** START Extracted entries **

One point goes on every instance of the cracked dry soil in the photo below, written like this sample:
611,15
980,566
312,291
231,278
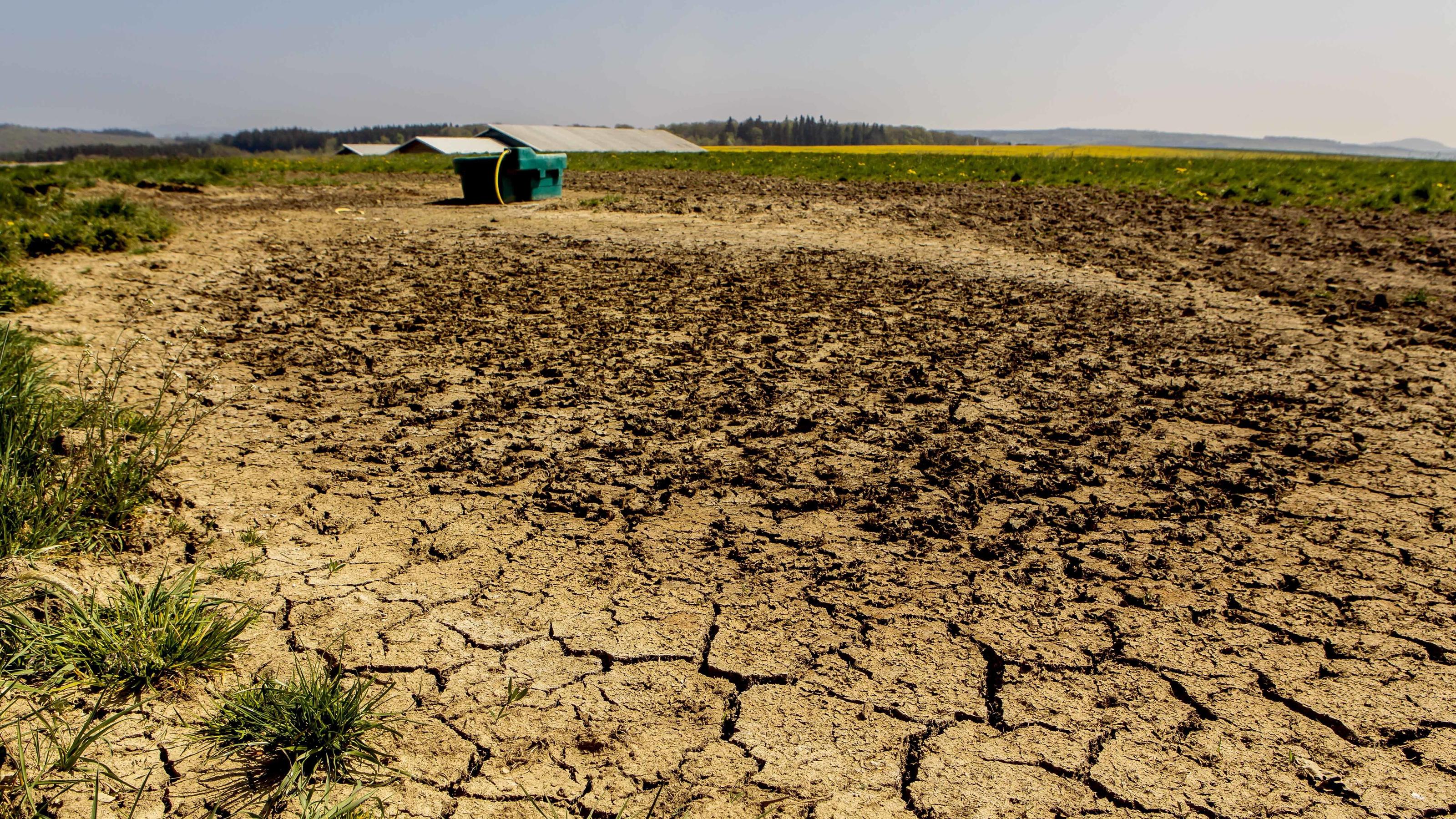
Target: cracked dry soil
830,500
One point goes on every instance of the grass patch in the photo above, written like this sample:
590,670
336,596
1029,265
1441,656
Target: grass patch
40,219
1417,299
21,290
46,751
139,639
599,202
1296,180
76,465
1200,175
318,722
238,569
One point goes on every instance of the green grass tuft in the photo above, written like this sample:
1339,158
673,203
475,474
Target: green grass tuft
238,569
142,637
318,722
76,467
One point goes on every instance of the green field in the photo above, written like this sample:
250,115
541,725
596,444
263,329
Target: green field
1294,180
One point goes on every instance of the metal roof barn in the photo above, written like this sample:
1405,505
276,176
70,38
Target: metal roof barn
581,139
452,145
366,149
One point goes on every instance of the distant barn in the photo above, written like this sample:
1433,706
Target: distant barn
362,149
580,139
452,145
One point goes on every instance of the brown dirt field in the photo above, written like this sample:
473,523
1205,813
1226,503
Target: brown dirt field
826,500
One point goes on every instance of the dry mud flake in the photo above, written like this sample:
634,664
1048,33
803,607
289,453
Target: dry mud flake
885,500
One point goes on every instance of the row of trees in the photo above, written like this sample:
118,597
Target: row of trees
261,141
810,131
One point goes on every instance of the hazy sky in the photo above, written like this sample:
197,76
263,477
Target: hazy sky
1358,72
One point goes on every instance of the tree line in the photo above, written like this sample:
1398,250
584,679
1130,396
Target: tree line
813,131
260,141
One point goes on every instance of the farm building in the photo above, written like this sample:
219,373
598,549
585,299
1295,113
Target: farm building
580,139
360,149
452,145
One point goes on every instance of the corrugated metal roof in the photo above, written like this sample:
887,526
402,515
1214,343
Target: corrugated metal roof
364,149
452,145
551,139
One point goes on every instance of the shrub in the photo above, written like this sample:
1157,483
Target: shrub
44,751
315,722
142,637
75,468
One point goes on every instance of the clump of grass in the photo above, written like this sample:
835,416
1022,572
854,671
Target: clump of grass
46,751
56,223
238,567
76,465
513,694
142,637
21,290
317,722
317,802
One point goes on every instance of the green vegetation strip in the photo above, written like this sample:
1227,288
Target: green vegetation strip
1294,180
76,465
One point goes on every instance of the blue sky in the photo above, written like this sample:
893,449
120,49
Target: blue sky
1359,72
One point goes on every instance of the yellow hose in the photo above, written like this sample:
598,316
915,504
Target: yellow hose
499,161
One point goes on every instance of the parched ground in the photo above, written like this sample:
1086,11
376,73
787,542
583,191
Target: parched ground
829,500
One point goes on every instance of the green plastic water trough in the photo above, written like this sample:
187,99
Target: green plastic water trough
517,175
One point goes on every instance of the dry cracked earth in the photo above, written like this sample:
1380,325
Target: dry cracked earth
795,499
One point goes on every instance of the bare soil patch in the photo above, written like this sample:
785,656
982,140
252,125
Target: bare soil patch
832,500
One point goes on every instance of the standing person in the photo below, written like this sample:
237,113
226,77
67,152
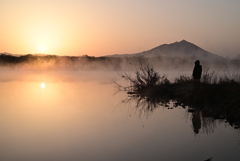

** END Extracted entries **

(Task details): Gather every line in the rows above that contains the word "clump" and copy each of those lines in full.

(Task solution):
One point goes on every instance of the clump of grass in the photo above, written like this sample:
Target: clump of grass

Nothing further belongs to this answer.